══ EXERCISE INPUT
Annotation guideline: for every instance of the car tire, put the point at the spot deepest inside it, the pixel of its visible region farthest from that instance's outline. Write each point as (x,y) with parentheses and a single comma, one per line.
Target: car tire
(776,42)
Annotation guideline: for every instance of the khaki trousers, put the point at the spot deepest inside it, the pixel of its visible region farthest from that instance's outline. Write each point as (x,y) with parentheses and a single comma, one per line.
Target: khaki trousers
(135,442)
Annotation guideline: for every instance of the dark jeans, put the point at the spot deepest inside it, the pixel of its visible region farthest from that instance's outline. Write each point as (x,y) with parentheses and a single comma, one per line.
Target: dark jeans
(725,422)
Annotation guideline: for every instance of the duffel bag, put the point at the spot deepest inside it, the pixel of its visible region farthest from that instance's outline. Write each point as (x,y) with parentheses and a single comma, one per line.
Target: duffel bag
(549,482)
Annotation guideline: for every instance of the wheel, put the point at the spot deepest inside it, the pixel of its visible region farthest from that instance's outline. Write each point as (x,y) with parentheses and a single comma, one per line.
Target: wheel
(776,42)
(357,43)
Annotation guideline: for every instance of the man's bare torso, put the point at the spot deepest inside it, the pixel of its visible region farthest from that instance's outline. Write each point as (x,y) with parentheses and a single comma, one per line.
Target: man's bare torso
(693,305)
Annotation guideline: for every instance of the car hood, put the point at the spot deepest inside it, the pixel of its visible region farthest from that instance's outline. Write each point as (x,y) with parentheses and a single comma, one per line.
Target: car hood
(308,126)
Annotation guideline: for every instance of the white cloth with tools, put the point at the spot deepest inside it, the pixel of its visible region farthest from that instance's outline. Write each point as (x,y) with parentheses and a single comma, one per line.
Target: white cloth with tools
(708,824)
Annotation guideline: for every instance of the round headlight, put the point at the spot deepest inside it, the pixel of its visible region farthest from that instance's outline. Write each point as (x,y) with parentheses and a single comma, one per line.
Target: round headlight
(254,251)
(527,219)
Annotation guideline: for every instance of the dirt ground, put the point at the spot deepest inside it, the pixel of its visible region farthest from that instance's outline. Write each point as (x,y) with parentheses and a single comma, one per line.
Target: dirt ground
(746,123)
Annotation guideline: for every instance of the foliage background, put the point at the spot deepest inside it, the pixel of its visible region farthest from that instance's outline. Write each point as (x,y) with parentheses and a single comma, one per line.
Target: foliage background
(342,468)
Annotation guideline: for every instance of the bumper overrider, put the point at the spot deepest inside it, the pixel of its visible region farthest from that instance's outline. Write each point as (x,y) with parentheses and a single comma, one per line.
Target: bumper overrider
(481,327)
════
• _EXERCISE GOAL_: Transcribe every entry, keeping each line exactly as it reads.

• _EXPECTED ANSWER_:
Annotation guideline: for every instance of the car tire, put the point at the spot deepest inside it, the pixel of its visible region farthest from that instance's outline. Write each point as (x,y) with parentheses and a single comma, one per line.
Target: car tire
(776,42)
Annotation guideline: for every instance of the khaki trousers, put the point at the spot deepest inside it, the pixel of its visible region farthest from that instance's outline. Write each point as (x,y) with parentheses and a single comma, one per line.
Target: khaki trousers
(135,442)
Annotation guideline: for every instance of the dark jeans, put the point at the spot deepest inside it, the pixel of its visible region farthest from that instance's outline. Write each point as (x,y) with parentheses and a single comma, one per line.
Target: dark jeans
(725,422)
Annotation guideline: for every instance of the duffel bag, put the point at the spot deepest inside it, the pixel of its visible region farthest from that instance's outline. Write each point as (x,y) with parentheses and a single comma, one per line.
Target: duffel bag
(549,482)
Annotation guideline: for every instance of the wheel, put the point at the spot deepest inside it, the pixel of its visible region farthest from that instance's outline. Write each point as (x,y) with parentheses and a single comma, one per line.
Target: wheel
(776,42)
(357,43)
Annotation guideline: for every instance of the man's bare torso, put the point at the spot deepest inside it, the pixel of its visible region farthest from that instance's outline. Write each point as (x,y) with parentheses and a single comma, one per line.
Target: man's bare torso
(693,305)
Annotation guideline: for every instance of the car hood, put the point at the spot deepest inside it, the pixel of its visible region farthest from that instance's outline. Write each point as (x,y) with parentheses and a single comma, one per line.
Target: car hood
(308,126)
Annotation guideline: for every instance of the white cloth with tools, put the point at the spot deepest inside it, the pixel of its visible region farthest from that instance's outline. Write each point as (x,y) with parentheses and a single comma, one per line.
Target: white cloth with tools
(708,824)
Annotation guideline: for every instance of the round headlight, put the point at the spot deepest inside it, the pixel of its visible region farthest from that instance's outline. Write each point as (x,y) with parentheses and a single comma, one per line.
Target: round headlight
(254,251)
(527,219)
Annotation guideline: for every instance of the dirt ground, put the point at the spot deepest inside it, the pixel of its visible region farthest from that instance's outline. Write each point as (x,y) with parentheses and a single comma, one per line.
Target: dirt ground
(746,123)
Annotation guideline: for every instance of the foliage background, put the point at the spot deepest inside it, the pixel of its visible region farthest from that instance's outline. Write each point as (x,y) with parentheses and a single comma, one per line.
Target: foliage background
(342,468)
Annotation guideline: for every instance of the bumper overrider, put the point at the spot deepest inside it, the pixel of its visible region farthest from that instance's outline. Write each point as (x,y) with parentheses and a single comma, one per line.
Target: bumper overrider
(481,327)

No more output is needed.